STUDY TEXT >>
====================
Involvement of central and lateral neck nodes are not contraindications to having RTAT because we have excellent views of the central and lateral neck areas and are able to perform very comprehensive neck dissections using this technique. Equivalent outcome between traditional open and robotic transaxillary lateral neck dissection have previously been published by our institution19.

As with any new technique, the relationship between the learning curve and complication rate is important. We previously analyzed the learning curve associated with RTAT, and compared the robotic technique with open surgery. We found no differences in outcome between the two approaches. Complication rates were also not statistically different between the first, second and third thousand patients grouped chronologically according to year of surgery. The absolute number of complications were however more amongst the first one thousand patients24. Focusing on the obese patients in the current study, no trend was observed in complication rates when grouped according to the year of surgery (Table 6). Most of these were attributed to transient hypocalcemia in BTT, transient voice hoarseness and seroma.

Table 6 Complication rate according to year of surgery.

The reason why no reduction in complication rates over time was seen in our series, as would be expected when a surgeon becomes more experienced, is because being a training hospital, many operations were performed by different trainees with varying skills and experience, especially in the later years of this study. We cannot assume that time (years) is related to learning curve, as we usually can if this was a single surgeon series. This is one of the limitations of this study. The operative time and complications were not grouped by surgeon experience. However, inclusion of surgeons with different levels of experience makes the data more relevant to surgeons who are starting RTAT in their surgical practice.
====================
TO DO >>
A. Print the section of the RTAT passage starting at "Involvement of central" and ending at "by our institution19.".
B. According to the RTAT passage, why was no reduction in complication rates seen over time?
C. Go on with the RTAT passage from the point where it stops.
The data after this point come from an unrelated source.

DATASET CONTENT >>
====================
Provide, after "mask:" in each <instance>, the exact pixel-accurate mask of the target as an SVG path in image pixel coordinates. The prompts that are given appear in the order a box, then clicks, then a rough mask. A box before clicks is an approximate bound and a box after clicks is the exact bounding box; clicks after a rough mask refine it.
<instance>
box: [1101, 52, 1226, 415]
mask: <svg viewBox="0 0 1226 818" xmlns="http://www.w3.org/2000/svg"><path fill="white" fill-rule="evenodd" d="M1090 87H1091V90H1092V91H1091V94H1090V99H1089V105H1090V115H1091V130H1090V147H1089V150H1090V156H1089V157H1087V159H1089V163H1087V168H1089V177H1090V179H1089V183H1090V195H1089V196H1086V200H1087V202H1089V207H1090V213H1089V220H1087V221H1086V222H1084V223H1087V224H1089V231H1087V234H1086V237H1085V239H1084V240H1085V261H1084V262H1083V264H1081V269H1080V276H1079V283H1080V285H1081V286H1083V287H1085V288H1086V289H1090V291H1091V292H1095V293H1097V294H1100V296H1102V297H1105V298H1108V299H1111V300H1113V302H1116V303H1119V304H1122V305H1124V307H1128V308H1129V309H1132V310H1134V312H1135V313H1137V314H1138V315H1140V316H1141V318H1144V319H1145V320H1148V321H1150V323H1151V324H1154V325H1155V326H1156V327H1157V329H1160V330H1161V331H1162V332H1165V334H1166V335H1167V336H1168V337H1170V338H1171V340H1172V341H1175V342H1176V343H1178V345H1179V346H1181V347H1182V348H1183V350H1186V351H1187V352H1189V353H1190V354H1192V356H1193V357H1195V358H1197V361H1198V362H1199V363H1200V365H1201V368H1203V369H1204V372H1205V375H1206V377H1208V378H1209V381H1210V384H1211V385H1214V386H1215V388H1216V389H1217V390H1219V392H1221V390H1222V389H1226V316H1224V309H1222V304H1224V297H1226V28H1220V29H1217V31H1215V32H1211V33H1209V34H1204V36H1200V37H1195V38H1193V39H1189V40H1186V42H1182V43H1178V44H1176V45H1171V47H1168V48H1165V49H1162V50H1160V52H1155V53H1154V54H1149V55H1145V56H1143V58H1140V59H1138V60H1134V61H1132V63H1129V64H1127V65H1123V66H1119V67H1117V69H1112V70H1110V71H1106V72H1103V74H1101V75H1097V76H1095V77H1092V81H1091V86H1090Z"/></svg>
====================
OUTPUTS BY TASK >>
A.
Involvement of central and lateral neck nodes are not contraindications to having RTAT because we have excellent views of the central and lateral neck areas and are able to perform very comprehensive neck dissections using this technique. Equivalent outcome between traditional open and robotic transaxillary lateral neck dissection have previously been published by our institution19.

B. Because it is a training hospital, many operations were performed by different trainees with varying skills and experience, especially in the later years of the study.

C.
Another limitation of this study is that although the number of obese patients in our cohort was quite large (N = 76), they were only 2.1% of the total cohort. Our patients were also a homogenous group of Korean patients, with few patients from other ethnicities having this surgery at our institution. It is however worthwhile noting that the distribution of obese patients across the seven years of our study was completely random (p = 0.328) (Figs 1 and 2), except in 2007, when no obese patients were offered this surgery during the introduction of RTAT. We were not operating on more obese patients as we gained more experience in the later years of the study, which could have influenced our results.

Finally, the TNM staging in our data was based on the 7th edition of the AJCC/TNM classification, rather than the 8th edition because our data was collected prior to the publication of the new edition in October 201625. A large number of T3 patients (43.8%) had only minor extrathyroidal tumor extension into strap muscles. If the patients were to be re-staged according to the 8th edition, most of these patients would be down staged to either T1 or T2.

Despite these limitations, this study is important to highlight that higher BMI is not related to serious thyroidectomy complications such as RLN injury, tracheal perforation or major vessel injury when using the RTAT approach.

Conclusion

Robotic transaxillary thyroidectomy is a safe procedure. Body mass index did not significantly influence the rates of post-operative complications or long-term outcomes, apart from transient voice hoarseness and seroma formation. Patients with higher BMI, however, required longer operative times, especially during flap creation. Therefore, a high BMI should not be a contraindication to performing robotic transaxillary thyroidectomy by an adequately trained surgeon.